(Saved entries)
──────
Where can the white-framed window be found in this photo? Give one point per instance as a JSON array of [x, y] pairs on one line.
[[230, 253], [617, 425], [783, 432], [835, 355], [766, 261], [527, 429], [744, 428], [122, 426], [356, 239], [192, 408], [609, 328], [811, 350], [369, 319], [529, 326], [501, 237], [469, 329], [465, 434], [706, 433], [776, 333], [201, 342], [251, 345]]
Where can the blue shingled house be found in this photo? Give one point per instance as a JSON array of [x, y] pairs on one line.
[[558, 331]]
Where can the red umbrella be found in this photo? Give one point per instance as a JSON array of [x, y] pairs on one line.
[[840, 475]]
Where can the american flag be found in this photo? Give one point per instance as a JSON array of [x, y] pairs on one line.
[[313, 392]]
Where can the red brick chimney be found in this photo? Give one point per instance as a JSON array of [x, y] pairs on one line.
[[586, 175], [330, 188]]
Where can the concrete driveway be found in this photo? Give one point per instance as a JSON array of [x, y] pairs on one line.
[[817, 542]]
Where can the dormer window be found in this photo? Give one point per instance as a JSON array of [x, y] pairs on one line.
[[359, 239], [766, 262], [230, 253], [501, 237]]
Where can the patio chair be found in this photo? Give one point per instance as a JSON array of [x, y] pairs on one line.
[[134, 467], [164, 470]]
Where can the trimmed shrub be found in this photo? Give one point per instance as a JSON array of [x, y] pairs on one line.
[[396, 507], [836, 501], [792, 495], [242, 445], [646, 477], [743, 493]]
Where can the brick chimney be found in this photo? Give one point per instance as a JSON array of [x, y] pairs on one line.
──────
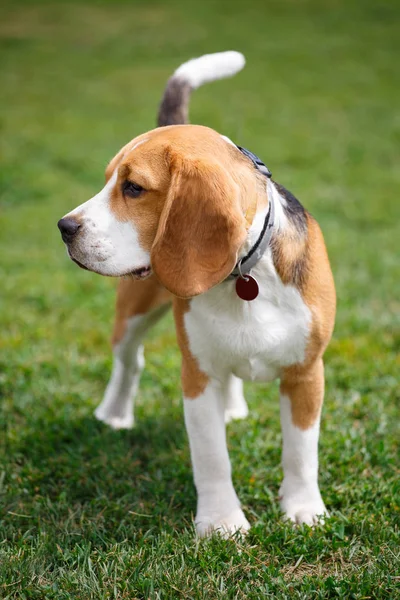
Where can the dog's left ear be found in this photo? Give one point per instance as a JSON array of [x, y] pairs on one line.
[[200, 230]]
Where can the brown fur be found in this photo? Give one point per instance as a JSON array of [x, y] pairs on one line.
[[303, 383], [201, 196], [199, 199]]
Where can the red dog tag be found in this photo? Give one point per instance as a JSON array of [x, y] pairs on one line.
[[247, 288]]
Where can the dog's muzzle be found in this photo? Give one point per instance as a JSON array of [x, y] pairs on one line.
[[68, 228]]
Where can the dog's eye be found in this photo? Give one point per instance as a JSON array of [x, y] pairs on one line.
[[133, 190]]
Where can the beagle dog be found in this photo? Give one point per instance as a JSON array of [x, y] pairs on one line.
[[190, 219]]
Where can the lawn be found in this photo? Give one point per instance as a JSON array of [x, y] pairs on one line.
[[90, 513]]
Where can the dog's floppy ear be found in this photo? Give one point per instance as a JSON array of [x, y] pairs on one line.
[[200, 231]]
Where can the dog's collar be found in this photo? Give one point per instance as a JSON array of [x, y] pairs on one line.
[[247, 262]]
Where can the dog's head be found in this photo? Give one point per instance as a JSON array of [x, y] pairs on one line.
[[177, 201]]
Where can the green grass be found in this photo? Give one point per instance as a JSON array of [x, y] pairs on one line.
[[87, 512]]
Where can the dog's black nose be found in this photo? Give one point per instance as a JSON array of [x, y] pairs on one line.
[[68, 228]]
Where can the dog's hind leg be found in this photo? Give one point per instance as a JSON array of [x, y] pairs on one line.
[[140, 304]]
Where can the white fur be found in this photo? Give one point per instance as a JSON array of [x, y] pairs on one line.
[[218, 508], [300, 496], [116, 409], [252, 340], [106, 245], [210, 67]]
──────
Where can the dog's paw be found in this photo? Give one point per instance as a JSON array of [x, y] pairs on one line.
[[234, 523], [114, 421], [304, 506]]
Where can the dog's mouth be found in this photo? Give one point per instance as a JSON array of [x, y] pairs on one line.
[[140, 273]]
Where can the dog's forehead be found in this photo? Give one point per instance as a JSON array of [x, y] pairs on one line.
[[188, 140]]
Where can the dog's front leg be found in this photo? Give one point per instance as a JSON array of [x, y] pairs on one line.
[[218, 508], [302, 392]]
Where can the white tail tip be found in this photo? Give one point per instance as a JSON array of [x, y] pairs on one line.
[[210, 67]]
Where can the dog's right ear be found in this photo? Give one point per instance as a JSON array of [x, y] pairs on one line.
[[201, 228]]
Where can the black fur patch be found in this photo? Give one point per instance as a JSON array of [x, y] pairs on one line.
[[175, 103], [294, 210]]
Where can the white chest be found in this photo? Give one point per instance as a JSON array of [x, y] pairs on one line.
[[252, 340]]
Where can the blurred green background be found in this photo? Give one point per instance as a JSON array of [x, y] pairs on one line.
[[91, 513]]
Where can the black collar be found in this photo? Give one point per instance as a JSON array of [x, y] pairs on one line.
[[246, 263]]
──────
REQUIRED WORK: Reprint exactly the lines above that start at the one with "Where can the white-framed" and end at the one with "Where can the brick", keeping both and adding none.

SOLUTION TO THIS EXERCISE:
Where can the white-framed window be found in this photo? Give one point per instance as a JSON array of [x, y] pairs on one line.
[[230, 253], [617, 425], [783, 432], [835, 355], [766, 261], [527, 429], [744, 428], [122, 426], [356, 239], [192, 408], [609, 328], [811, 350], [369, 319], [529, 326], [501, 237], [469, 329], [465, 434], [706, 433], [776, 333], [201, 342], [251, 345]]
Where can the blue shingled house be found in this photo? Give one point per instance as a JSON array of [x, y] pairs on one line.
[[558, 331]]
Where can the red umbrella be found in this photo? Give one point per instance as a JSON array of [x, y] pairs on one line.
[[840, 475]]
Where can the american flag be found in this photo? Give one point per instance as a JSON array of [x, y] pairs on one line.
[[313, 392]]
Where can the red brick chimney be found in this photo? Give one point per instance as a JSON array of [x, y] pairs on one line.
[[586, 175], [330, 188]]
Where can the concrete driveway be found in this photo? Give one point per instance as a JSON array of [x, y] pairs on one line.
[[817, 542]]
Where can the dormer window be found in this photo? Give one point per instance as a JSON array of [x, y] pairs on one line.
[[359, 239], [766, 262], [230, 253], [501, 237]]
Where can the patio chair be found in this photo? Give one point per instance as a JSON array of [x, y] pairs on one line.
[[134, 467], [164, 470]]
Where can the trimmed shrub be found in this photo? Give one point per instance as a JSON array of [x, y] pairs on one line.
[[396, 507], [836, 501], [792, 495], [242, 445], [646, 477], [743, 493]]
Where can the brick chimney be found in this photo? Give one point per instance as a JSON array of [x, y] pairs on one line.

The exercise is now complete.